Herschrijf alle records hieronder en zet overal "Example of the format" waar "Sample of the form" staat. Laat al het andere precies zoals het is.

========================

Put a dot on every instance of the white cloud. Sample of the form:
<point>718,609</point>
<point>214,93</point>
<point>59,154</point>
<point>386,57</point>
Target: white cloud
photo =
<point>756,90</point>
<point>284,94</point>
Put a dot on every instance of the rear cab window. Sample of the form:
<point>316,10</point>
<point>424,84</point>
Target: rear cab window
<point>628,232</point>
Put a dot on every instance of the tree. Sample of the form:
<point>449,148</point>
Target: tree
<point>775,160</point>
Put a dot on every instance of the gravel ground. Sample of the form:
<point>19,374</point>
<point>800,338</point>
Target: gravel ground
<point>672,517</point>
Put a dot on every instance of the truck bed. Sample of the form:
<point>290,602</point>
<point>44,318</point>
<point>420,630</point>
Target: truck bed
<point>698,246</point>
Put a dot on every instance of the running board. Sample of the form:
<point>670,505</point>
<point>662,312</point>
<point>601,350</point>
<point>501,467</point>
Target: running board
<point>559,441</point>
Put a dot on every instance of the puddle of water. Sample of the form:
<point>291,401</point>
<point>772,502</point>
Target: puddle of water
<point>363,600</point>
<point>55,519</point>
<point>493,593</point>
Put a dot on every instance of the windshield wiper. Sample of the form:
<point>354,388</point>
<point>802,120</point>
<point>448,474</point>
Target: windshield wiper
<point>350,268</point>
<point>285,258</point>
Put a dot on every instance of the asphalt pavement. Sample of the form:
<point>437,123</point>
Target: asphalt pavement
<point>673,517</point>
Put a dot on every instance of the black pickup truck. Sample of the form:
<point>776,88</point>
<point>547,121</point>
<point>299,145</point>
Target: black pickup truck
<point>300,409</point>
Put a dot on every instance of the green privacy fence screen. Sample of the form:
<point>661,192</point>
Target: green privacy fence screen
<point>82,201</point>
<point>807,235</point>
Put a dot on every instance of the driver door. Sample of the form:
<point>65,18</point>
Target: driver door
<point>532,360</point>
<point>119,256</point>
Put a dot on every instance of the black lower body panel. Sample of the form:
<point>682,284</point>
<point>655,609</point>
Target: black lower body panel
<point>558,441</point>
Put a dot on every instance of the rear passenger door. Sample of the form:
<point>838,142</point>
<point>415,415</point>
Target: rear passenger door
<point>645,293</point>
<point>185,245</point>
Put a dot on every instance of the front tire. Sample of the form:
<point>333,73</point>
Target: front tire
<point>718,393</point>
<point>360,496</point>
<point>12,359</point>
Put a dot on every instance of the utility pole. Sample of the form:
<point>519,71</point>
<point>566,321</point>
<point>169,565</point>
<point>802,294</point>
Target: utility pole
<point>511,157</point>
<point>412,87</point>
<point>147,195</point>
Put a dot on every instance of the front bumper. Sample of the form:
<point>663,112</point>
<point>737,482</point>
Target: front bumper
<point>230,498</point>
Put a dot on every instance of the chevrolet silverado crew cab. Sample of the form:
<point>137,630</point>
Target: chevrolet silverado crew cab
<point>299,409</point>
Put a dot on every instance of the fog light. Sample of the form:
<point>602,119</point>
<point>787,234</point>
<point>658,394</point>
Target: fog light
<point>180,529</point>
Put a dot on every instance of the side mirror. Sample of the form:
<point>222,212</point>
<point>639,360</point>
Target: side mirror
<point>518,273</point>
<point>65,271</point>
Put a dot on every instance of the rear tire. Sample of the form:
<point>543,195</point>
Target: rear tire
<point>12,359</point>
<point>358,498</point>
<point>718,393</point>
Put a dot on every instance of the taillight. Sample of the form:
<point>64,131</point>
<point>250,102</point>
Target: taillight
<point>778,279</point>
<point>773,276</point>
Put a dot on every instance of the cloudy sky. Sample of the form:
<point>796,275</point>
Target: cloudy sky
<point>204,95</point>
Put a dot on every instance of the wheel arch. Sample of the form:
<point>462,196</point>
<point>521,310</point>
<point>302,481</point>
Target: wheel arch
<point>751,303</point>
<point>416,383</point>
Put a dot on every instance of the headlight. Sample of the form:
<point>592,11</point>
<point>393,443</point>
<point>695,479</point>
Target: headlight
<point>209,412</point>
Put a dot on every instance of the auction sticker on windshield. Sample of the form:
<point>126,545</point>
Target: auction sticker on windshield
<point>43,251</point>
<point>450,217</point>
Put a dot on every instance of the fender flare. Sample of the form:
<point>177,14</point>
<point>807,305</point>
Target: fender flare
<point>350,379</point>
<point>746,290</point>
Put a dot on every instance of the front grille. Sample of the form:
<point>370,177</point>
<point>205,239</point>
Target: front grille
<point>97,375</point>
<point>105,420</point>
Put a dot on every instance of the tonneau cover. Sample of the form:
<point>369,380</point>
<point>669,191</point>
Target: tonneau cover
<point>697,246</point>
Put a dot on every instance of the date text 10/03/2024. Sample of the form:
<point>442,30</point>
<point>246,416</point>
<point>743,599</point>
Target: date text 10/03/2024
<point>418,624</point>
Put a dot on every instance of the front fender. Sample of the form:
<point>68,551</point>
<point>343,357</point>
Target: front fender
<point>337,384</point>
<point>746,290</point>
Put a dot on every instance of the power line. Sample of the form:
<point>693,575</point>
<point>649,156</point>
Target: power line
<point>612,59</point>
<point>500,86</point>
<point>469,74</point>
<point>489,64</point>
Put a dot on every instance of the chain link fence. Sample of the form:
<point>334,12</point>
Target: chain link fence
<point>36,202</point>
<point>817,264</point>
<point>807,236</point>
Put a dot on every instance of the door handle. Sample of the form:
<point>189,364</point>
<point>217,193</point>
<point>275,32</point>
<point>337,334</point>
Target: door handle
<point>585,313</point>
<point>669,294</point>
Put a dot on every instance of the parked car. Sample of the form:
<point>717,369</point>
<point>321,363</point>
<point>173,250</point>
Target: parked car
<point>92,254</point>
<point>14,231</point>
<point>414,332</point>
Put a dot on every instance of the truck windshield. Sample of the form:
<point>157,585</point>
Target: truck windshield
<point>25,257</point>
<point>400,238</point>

========================

■ Oplossing hieronder
Put a dot on every instance of the white cloud. Example of the format:
<point>718,609</point>
<point>214,93</point>
<point>59,154</point>
<point>386,57</point>
Target: white cloud
photo =
<point>756,90</point>
<point>284,94</point>
Put a dot on every instance of the rear cab window. Example of the format:
<point>316,10</point>
<point>424,84</point>
Target: rear cab window
<point>628,232</point>
Put a dot on every instance of the tree. Example of the format:
<point>449,148</point>
Target: tree
<point>775,160</point>
Put a dot on every instance of the gravel ground. Example of the format:
<point>19,374</point>
<point>800,338</point>
Target: gravel ground
<point>672,517</point>
Put a dot on every instance of the truck bed. Example of the format:
<point>290,602</point>
<point>44,318</point>
<point>420,630</point>
Target: truck bed
<point>698,246</point>
Put a dot on every instance of the running board. Example of the format:
<point>670,505</point>
<point>662,312</point>
<point>601,350</point>
<point>501,467</point>
Target: running board
<point>559,441</point>
Put a dot on every instance of the puddle of water. Example of the format:
<point>291,401</point>
<point>772,502</point>
Target: puddle of water
<point>363,600</point>
<point>55,519</point>
<point>493,593</point>
Put a dot on every instance of the windshield wiper. Example of the format:
<point>354,388</point>
<point>802,120</point>
<point>448,474</point>
Target: windshield wiper
<point>350,268</point>
<point>285,258</point>
Put a dot on every instance of the asphalt pavement. Example of the format:
<point>437,123</point>
Target: asphalt pavement
<point>673,517</point>
Put a dot on every instance of the black pickup truck. Example of the format:
<point>776,88</point>
<point>547,121</point>
<point>299,145</point>
Target: black pickup truck
<point>300,409</point>
Put a dot on every instance of the green privacy fence screen. Example of the format:
<point>661,192</point>
Target: green privacy fence screen
<point>82,201</point>
<point>807,235</point>
Put a dot on every instance of the driver door. Example of the format:
<point>65,18</point>
Target: driver door
<point>532,360</point>
<point>119,256</point>
Put a dot on every instance of the black lower body panel. Example of the format:
<point>682,284</point>
<point>655,609</point>
Target: black lower body panel
<point>558,441</point>
Put a dot on every instance of the rear passenger door. Example of the format:
<point>838,142</point>
<point>415,415</point>
Target: rear passenger door
<point>645,293</point>
<point>185,245</point>
Put a dot on every instance of the front tire. Example of the format:
<point>333,73</point>
Target: front tire
<point>718,393</point>
<point>360,496</point>
<point>12,359</point>
Put a dot on every instance of the utility pole. Example of the format:
<point>519,71</point>
<point>566,321</point>
<point>169,565</point>
<point>802,294</point>
Target: utility pole
<point>511,157</point>
<point>412,87</point>
<point>147,195</point>
Put a dot on every instance of the front bumper. Example of the format:
<point>663,112</point>
<point>737,482</point>
Target: front bumper
<point>230,498</point>
Put a dot on every instance of the chevrolet silverado crew cab. Example of the format:
<point>137,630</point>
Target: chevrolet silverado crew cab
<point>299,409</point>
Put a dot on every instance of the fog light. Example of the format:
<point>602,119</point>
<point>787,234</point>
<point>658,394</point>
Target: fog light
<point>180,529</point>
Put a dot on every instance of the side mirror. Example of the format:
<point>222,212</point>
<point>639,360</point>
Target: side mirror
<point>518,273</point>
<point>65,271</point>
Put a dot on every instance of the rear tire. Example of the format:
<point>543,195</point>
Target: rear tire
<point>12,359</point>
<point>358,498</point>
<point>718,393</point>
Put a dot on every instance of the taillight. Example of the format:
<point>64,131</point>
<point>250,102</point>
Target: taillight
<point>778,279</point>
<point>773,276</point>
Put a dot on every instance of the cloudy sky. Example of the format:
<point>796,275</point>
Target: cloudy sky
<point>204,95</point>
Put a dot on every instance of the wheel arch. Example of the format:
<point>462,196</point>
<point>521,310</point>
<point>302,481</point>
Target: wheel arch
<point>751,303</point>
<point>416,383</point>
Put a dot on every instance of the headlight. Example of the format:
<point>592,11</point>
<point>393,443</point>
<point>695,479</point>
Target: headlight
<point>209,412</point>
Put a dot on every instance of the auction sticker on windshield. Example of the format:
<point>126,545</point>
Target: auction sticker on windshield
<point>43,251</point>
<point>450,217</point>
Put a dot on every instance of the fender flare. Example of the format:
<point>177,14</point>
<point>807,305</point>
Target: fender flare
<point>350,379</point>
<point>746,290</point>
Put a dot on every instance of the front grille. Example of the format:
<point>370,177</point>
<point>205,239</point>
Target: front grille
<point>97,375</point>
<point>105,420</point>
Put a dot on every instance of the tonneau cover. Example of the format:
<point>369,380</point>
<point>669,191</point>
Target: tonneau cover
<point>697,246</point>
Put a dot on every instance of the date text 10/03/2024. Example of the format:
<point>442,30</point>
<point>246,416</point>
<point>743,599</point>
Target: date text 10/03/2024
<point>418,624</point>
Put a dot on every instance of the front fender. Example of the format:
<point>68,551</point>
<point>343,357</point>
Target: front fender
<point>337,384</point>
<point>746,290</point>
Put a dot on every instance of the power line. Example of the format:
<point>693,575</point>
<point>649,156</point>
Target: power line
<point>612,59</point>
<point>500,86</point>
<point>469,74</point>
<point>489,64</point>
Put a dot on every instance of the chain link fence. Example of the format:
<point>334,12</point>
Target: chain link fence
<point>36,202</point>
<point>817,264</point>
<point>807,236</point>
Put a dot on every instance of the door handle. Example of the format:
<point>189,364</point>
<point>217,193</point>
<point>275,32</point>
<point>337,334</point>
Target: door handle
<point>585,313</point>
<point>669,294</point>
Put a dot on every instance of the parked car. Example of the format:
<point>717,369</point>
<point>321,363</point>
<point>173,250</point>
Target: parked car
<point>92,254</point>
<point>14,231</point>
<point>414,332</point>
Put a dot on every instance of the truck windshield. Example of the format:
<point>157,585</point>
Target: truck windshield
<point>25,257</point>
<point>400,238</point>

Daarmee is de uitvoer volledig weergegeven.